**TASK DIRECTIONS**
Please output the lines of the listing as a Markdown table with the columns "Row" and "Line", starting at the line containing "Reviewer check: every instance of the leafy" and running through the final line of the listing, both ends included. Number each row, and leave out any blank lines.

**DATA PROVIDED**
■ ■ ■ ■ ■ ■ ■

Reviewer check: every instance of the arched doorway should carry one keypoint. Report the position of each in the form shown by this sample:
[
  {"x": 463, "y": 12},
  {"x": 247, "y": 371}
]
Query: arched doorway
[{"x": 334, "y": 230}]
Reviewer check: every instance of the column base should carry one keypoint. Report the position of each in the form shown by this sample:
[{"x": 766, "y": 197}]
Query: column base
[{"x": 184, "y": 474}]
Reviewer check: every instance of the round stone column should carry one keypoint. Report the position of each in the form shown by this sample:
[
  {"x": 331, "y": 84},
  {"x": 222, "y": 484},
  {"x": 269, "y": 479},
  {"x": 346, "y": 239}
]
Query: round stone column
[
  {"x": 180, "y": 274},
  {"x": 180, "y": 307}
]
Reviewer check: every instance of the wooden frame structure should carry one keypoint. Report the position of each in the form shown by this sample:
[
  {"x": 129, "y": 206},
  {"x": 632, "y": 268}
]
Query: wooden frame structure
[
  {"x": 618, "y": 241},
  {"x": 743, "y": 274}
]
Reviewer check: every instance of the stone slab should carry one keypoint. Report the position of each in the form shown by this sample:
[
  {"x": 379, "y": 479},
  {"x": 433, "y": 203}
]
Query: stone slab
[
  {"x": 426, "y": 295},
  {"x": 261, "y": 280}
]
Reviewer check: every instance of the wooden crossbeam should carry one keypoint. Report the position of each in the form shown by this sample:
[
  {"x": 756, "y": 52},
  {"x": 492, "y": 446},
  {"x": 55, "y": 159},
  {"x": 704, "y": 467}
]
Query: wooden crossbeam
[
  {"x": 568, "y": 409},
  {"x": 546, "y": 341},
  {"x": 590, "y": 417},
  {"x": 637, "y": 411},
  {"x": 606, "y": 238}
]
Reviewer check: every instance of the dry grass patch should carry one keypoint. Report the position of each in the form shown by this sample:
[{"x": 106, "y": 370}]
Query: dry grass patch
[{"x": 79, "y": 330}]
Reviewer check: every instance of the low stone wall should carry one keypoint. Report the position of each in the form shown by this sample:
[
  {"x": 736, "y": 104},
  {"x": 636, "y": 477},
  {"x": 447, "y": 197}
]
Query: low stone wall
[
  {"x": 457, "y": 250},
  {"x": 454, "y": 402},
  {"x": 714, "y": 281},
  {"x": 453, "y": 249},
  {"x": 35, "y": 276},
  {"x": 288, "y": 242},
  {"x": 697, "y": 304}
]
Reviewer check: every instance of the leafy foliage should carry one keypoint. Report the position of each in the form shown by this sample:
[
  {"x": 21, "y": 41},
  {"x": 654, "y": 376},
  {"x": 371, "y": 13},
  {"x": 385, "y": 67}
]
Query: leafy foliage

■ ■ ■ ■ ■ ■ ■

**EXERCISE SOLUTION**
| Row | Line |
|---|---|
| 1 | Reviewer check: every instance of the leafy foliage should carry one keypoint. Report the position of each in the form shown by this sample: |
| 2 | [ |
| 3 |   {"x": 21, "y": 41}, |
| 4 |   {"x": 654, "y": 376}, |
| 5 |   {"x": 371, "y": 13}, |
| 6 |   {"x": 385, "y": 67} |
| 7 | ] |
| 8 | Query: leafy foliage |